## PROBLEM STATEMENT
Each line below should be copied exactly as it stands.

Referring expression pointing data:
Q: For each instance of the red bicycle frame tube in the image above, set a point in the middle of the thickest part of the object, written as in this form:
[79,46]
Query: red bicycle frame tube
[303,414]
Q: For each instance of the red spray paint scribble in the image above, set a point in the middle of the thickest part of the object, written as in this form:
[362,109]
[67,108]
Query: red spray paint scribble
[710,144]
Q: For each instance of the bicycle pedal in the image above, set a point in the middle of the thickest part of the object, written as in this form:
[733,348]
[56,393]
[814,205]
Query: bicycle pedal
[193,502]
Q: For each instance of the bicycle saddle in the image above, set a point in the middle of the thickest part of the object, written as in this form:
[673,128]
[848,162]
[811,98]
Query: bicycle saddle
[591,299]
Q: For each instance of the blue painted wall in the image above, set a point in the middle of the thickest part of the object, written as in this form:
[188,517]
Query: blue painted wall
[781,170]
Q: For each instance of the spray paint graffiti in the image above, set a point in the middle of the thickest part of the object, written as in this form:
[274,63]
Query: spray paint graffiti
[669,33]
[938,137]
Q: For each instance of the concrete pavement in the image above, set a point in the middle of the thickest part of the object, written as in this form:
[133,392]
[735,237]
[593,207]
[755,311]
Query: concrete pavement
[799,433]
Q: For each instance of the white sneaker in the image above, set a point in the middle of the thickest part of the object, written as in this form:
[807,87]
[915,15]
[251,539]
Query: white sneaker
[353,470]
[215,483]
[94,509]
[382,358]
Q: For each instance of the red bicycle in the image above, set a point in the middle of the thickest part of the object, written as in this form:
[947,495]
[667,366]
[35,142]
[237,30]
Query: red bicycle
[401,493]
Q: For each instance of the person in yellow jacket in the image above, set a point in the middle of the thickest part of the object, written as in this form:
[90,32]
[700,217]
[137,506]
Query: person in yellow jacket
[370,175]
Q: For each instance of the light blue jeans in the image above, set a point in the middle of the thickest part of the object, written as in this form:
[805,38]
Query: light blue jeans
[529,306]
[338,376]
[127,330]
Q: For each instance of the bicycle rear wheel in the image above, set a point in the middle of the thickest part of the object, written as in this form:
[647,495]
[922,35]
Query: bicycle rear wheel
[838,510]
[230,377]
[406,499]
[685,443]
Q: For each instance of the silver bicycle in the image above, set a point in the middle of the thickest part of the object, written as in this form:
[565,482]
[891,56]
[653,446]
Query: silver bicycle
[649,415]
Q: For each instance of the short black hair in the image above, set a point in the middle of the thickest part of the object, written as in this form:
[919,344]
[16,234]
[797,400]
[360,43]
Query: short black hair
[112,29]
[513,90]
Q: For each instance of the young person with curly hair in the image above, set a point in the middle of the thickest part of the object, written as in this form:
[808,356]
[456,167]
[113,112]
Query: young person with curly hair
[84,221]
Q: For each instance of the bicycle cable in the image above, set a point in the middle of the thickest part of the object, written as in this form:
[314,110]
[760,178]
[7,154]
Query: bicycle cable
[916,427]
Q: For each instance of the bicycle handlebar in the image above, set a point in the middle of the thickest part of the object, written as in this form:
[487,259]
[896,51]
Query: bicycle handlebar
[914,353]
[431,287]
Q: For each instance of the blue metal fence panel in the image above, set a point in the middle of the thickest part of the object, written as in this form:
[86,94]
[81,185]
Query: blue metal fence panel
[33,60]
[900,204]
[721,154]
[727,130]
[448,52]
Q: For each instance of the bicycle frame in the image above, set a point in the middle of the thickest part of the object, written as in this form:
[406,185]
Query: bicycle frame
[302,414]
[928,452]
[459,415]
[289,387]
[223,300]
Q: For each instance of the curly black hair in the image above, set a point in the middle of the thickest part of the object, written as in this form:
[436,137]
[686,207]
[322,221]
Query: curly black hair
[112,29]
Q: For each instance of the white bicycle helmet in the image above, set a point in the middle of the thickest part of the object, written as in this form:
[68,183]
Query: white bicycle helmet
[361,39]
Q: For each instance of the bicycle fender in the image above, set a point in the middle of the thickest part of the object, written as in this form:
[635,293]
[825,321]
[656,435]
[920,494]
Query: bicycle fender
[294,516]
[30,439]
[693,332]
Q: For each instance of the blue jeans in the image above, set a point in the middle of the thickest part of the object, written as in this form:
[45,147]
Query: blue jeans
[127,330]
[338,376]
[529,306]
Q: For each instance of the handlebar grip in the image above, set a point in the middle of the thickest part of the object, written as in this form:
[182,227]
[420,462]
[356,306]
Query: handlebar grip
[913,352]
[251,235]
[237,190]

## RESPONSE BELOW
Q: For each instance of the red bicycle frame tube in the image above, set a point in the middle of the thickest part of the object, written as in this form:
[79,46]
Query: red bicycle frame tube
[303,414]
Q: For each instance of the red spray paint scribble in the image above, set a point in the middle of the thickest part of the object, written as in this form:
[362,109]
[67,108]
Query: red spray paint scribble
[710,144]
Q: For each instance of the bicycle pedal in the image above, set a point in the middle of the thickest part of the object, written as in this form:
[733,348]
[56,393]
[814,205]
Query: bicycle pedal
[193,502]
Q: For each instance of the bicycle saddle in the image above, set a point in the middle of the thickest part of the object, written as in this form:
[673,128]
[848,162]
[811,98]
Query: bicycle saddle
[591,299]
Q: For each instance of the blue painted wall in the image above, set a point in the middle of the thickest part of the object, written as in this form:
[188,517]
Query: blue painted wall
[781,170]
Q: For each instance of the spray paint graffiti in the image above, set a point in the middle of the thickest part of the object, written as in this form:
[274,63]
Query: spray paint graffiti
[669,33]
[938,137]
Q: For each instance of the concrete pavement in the image above, set a point in the middle of the thickest part of the object, written as in this form:
[133,392]
[735,237]
[593,207]
[755,311]
Query: concrete pavement
[799,433]
Q: For each instance of the white sneaker in the image above, set a point in the middle of the thickest part of the object, written as in this form:
[807,87]
[915,15]
[251,539]
Query: white sneaker
[353,470]
[215,483]
[94,509]
[382,358]
Q: For each instance of the red bicycle in the image above, set a point in the middle of the thickest part of the object, written as in this form:
[947,495]
[667,366]
[35,142]
[237,30]
Query: red bicycle
[401,493]
Q: For each instance of the person in yellow jacket in the image above, set a point in the middle of the thickest part of the object, written as in this form:
[90,32]
[700,217]
[137,506]
Query: person in yellow jacket
[370,175]
Q: For each instance of the light blue jeans in the image above, set a point in the middle of the thickest part of the object, written as in this form:
[805,38]
Query: light blue jeans
[529,306]
[338,376]
[127,330]
Q: For each instance of the bicycle rear wheel in the image above, set a point in the middle of the thickest part of the object, written as in this form:
[647,495]
[922,35]
Query: bicycle rear wheel
[838,510]
[230,377]
[406,499]
[685,443]
Q: For each instance of the silver bicycle in the image above, set a point in the middle of the thickest part of the object, written as in this form:
[565,482]
[891,56]
[653,446]
Query: silver bicycle
[649,415]
Q: For each instance of the short black hair in the image above, set a point in the middle of the thickest part of the object, written as in this form:
[919,344]
[16,234]
[797,400]
[360,43]
Query: short black hair
[112,29]
[513,90]
Q: For each instance of the young person with curly hair in the image above, set a point in the middle of the thickest part of the object, written as in this form:
[808,356]
[456,167]
[113,112]
Query: young person with curly hair
[84,221]
Q: For each instance of the bicycle cable in the image above, set a point in the middle of the thickest part of the object, written as in this form:
[314,110]
[760,178]
[7,154]
Query: bicycle cable
[916,427]
Q: For each instance of the bicycle handlebar in the image above, set a point in the middle of the thickest part of the object, written as in this form:
[487,259]
[896,51]
Query: bicycle handlebar
[914,353]
[431,287]
Q: For each instance of the blue metal fence panel in the image above, set a point in the middle of the thickest part of the object, written as in this form:
[86,94]
[81,185]
Query: blue metal fence panel
[33,60]
[900,204]
[721,154]
[727,130]
[448,52]
Q: For each instance of the bicycle frame in the image above, set a point in the middle of the thickest part of the object, written as in this form:
[406,185]
Query: bicycle frame
[302,414]
[928,452]
[459,415]
[289,387]
[223,300]
Q: For each instance of the curly black hair in the image above, set a point in the middle of the thickest part of the object, written as in this form:
[436,137]
[686,207]
[322,221]
Query: curly black hair
[112,29]
Q: For each instance of the white bicycle helmet in the image above, set a point in the middle of the thickest part of the object, written as in this form:
[68,183]
Query: white bicycle helmet
[361,39]
Q: For each instance of the bicycle fender in the image above, set a point in the middle of the thickest part of the object, written as in this form:
[635,293]
[825,321]
[656,435]
[920,494]
Query: bicycle fender
[294,516]
[30,439]
[693,332]
Q: For each instance of the blue jeans in the image above, set a point in the middle of the thickest part of the object, written as in this form:
[45,147]
Query: blue jeans
[127,330]
[338,376]
[529,306]
Q: For each instance of the handlebar grip in the image above, set a point in the middle of the thickest part of the object, written as in this form:
[182,227]
[420,462]
[356,306]
Query: handlebar grip
[913,352]
[251,235]
[237,190]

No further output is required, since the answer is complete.